## Tasks to complete
1. Write out the passage on Suzanna van Baerle between "Suzanna van Baerle" and "husband, Constantijn Huygens.", inclusive.
2. In the passage on Suzanna van Baerle, what phrase did Huygens use for their marriage?
3. List every person named in the passage on Suzanna van Baerle. Count Van Baerle only once.

## Extract provided
=== Section Start ===
Suzanna van Baerle or Susanna Huygens (8 March 1599 – 10 May 1637) was a Dutch woman known for the book-long poem Dagh-werck that was written as a close collaboration with her husband, Constantijn Huygens.

== Intellectual pursuits ==
While Constantijn Huygens is often credited as the sole author of Dagh-werck, there is some evidence to suggest Van Baerle played a role in its creation. Handwriting in one of the preserved manuscripts of Dagh-werck it appears Van Baerle wrote or transcribed a substantial portion of the work. Huygens seems to have valued Van Baerle's intellectual abilities, once referring to their marriage as "two minds joined in a single mind" appearing to regard her as his intellectual equal. Huygens was not the only prominent scholar to recognize Van Baerle's intellectual prowess. After Descartes received Constantijn Huygens' comments on a draft of his La Dioptrique he wrote back "if Madame de Zulichem [sic] would like also to add her own corrections, I would consider that an inestimable favor on her part. I would value her judgement, which is naturally excellent, far higher than that of many of the Philosophers, whose judgement art [formal training] has rendered extremely defective."
=== Section End ===
## Data excerpts
=== Section Start ===
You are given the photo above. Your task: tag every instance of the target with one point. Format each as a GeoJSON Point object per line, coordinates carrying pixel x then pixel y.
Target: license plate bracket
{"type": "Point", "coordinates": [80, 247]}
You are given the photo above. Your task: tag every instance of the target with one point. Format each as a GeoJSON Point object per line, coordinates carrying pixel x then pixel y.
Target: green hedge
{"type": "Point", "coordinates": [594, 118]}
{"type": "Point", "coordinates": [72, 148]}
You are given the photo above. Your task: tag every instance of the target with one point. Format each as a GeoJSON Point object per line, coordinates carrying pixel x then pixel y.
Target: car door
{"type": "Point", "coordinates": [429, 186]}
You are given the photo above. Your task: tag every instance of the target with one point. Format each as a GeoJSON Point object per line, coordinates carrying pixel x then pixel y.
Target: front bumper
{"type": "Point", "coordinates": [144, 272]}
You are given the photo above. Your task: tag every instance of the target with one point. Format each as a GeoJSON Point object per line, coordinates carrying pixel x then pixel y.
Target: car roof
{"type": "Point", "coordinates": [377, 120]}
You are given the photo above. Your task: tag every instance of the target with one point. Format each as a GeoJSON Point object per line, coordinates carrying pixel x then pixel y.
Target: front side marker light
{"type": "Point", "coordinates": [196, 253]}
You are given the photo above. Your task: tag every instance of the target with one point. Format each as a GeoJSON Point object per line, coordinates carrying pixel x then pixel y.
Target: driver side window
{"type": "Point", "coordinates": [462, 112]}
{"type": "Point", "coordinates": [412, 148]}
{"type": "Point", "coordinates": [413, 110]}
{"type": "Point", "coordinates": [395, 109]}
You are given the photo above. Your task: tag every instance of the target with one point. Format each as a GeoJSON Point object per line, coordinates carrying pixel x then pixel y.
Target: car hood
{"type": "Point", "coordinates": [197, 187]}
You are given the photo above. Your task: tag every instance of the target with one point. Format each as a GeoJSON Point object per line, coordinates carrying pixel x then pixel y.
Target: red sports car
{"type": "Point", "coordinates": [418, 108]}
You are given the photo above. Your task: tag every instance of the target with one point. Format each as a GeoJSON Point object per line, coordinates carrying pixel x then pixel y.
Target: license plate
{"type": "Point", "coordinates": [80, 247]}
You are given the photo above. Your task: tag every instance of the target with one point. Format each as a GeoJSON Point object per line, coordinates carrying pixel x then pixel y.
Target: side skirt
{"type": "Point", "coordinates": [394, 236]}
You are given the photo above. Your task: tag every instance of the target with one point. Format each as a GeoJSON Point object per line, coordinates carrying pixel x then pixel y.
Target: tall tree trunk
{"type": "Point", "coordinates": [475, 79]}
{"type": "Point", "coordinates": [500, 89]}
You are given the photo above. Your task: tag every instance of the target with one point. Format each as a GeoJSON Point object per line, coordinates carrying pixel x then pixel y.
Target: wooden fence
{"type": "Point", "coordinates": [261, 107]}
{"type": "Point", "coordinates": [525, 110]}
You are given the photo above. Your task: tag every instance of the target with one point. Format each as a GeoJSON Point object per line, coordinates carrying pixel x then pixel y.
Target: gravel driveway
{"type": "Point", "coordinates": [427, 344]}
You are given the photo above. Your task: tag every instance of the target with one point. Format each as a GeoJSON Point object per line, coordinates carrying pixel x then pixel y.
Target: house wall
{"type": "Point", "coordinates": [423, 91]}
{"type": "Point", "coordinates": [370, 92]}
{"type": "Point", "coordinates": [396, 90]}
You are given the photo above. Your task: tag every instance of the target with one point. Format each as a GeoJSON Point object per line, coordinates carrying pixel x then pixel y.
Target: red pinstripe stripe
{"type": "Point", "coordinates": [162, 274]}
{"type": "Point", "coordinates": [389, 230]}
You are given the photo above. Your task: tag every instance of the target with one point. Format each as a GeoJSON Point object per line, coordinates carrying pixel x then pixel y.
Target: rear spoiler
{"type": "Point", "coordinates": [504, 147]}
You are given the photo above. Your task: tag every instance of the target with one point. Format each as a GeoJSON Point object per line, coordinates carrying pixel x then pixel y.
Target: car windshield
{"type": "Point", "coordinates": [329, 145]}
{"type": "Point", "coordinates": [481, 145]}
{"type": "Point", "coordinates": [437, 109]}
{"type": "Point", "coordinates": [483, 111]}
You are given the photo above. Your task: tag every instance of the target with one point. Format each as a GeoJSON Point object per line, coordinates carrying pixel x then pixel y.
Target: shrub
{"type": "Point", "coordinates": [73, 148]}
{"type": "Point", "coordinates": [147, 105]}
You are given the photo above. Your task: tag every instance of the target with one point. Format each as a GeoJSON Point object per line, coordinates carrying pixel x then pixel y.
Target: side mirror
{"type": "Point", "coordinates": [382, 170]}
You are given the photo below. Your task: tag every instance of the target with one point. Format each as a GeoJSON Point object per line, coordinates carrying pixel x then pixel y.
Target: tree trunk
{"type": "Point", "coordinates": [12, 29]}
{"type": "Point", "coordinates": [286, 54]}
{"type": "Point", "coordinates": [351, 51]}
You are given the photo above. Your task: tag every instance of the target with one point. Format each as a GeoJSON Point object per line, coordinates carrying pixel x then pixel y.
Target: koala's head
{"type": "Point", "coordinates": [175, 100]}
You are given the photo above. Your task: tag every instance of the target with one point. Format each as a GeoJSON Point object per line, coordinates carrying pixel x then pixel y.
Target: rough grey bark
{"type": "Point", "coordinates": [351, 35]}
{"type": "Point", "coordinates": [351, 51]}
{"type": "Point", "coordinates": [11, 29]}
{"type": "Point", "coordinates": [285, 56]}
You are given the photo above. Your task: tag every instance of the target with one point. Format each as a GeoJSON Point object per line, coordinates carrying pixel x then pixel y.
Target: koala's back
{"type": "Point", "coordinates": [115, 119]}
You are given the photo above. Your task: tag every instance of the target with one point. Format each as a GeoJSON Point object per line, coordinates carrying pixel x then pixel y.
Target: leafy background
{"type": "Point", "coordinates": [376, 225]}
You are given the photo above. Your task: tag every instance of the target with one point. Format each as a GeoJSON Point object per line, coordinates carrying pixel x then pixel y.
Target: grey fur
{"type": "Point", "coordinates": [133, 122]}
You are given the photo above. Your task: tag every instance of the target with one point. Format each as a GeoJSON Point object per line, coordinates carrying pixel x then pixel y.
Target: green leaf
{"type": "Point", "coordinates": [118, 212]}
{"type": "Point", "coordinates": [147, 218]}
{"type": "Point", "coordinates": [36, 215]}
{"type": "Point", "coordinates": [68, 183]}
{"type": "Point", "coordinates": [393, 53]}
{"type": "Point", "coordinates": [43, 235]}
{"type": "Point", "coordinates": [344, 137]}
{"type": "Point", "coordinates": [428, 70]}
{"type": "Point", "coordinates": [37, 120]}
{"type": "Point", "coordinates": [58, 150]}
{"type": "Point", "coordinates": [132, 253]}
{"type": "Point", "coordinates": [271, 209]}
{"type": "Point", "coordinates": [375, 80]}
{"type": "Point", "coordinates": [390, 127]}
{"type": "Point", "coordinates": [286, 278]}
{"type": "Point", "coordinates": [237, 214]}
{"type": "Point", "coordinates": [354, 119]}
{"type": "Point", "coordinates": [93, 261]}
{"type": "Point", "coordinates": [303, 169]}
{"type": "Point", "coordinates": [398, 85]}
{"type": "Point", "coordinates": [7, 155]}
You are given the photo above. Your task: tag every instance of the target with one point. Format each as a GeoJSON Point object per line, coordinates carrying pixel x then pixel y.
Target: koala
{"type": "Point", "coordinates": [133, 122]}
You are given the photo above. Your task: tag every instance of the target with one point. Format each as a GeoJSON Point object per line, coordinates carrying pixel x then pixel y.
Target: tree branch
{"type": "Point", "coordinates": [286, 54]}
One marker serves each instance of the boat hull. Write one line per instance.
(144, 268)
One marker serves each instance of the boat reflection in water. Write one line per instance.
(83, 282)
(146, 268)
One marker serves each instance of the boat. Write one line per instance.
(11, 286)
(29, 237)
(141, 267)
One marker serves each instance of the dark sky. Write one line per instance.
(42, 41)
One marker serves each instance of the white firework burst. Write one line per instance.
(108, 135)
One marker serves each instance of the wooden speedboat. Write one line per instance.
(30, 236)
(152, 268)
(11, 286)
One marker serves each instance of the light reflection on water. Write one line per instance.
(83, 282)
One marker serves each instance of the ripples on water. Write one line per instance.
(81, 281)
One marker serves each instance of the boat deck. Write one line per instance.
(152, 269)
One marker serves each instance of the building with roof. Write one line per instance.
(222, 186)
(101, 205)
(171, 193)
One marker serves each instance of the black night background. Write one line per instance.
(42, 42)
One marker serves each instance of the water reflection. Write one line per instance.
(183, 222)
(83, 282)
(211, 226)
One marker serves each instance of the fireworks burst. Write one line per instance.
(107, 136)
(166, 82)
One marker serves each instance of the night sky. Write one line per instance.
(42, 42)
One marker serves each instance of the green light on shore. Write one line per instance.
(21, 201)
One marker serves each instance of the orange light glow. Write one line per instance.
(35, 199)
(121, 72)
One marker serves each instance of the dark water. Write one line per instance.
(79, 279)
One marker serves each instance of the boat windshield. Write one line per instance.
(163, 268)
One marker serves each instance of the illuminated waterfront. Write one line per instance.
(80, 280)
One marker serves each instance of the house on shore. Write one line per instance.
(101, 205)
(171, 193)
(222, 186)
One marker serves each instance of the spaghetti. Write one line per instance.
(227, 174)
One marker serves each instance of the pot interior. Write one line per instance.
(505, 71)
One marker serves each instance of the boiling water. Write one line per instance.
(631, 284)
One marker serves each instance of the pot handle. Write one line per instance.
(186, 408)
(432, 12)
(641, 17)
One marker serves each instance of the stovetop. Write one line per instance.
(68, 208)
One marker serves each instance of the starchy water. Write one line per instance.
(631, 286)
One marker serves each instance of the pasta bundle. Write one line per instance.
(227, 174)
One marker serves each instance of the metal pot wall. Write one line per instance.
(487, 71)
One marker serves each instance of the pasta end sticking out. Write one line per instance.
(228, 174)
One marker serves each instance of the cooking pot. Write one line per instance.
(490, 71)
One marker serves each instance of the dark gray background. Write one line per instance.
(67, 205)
=== Section End ===
## Responses
1.
Suzanna van Baerle or Susanna Huygens (8 March 1599 – 10 May 1637) was a Dutch woman known for the book-long poem Dagh-werck that was written as a close collaboration with her husband, Constantijn Huygens.

2. "two minds joined in a single mind"

3.
Suzanna van Baerle
Constantijn Huygens
Descartes